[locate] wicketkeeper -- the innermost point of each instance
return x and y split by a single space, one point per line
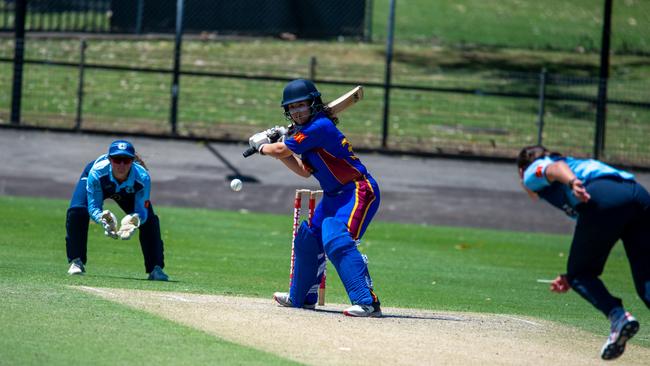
350 200
121 176
608 205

****************

Can you print all of the data above verbatim, line for line, but without the picture?

§ Task result:
[locate] wicketkeeper -- the innermost point of each instance
return x and y split by a single space, one point per line
350 200
121 176
608 205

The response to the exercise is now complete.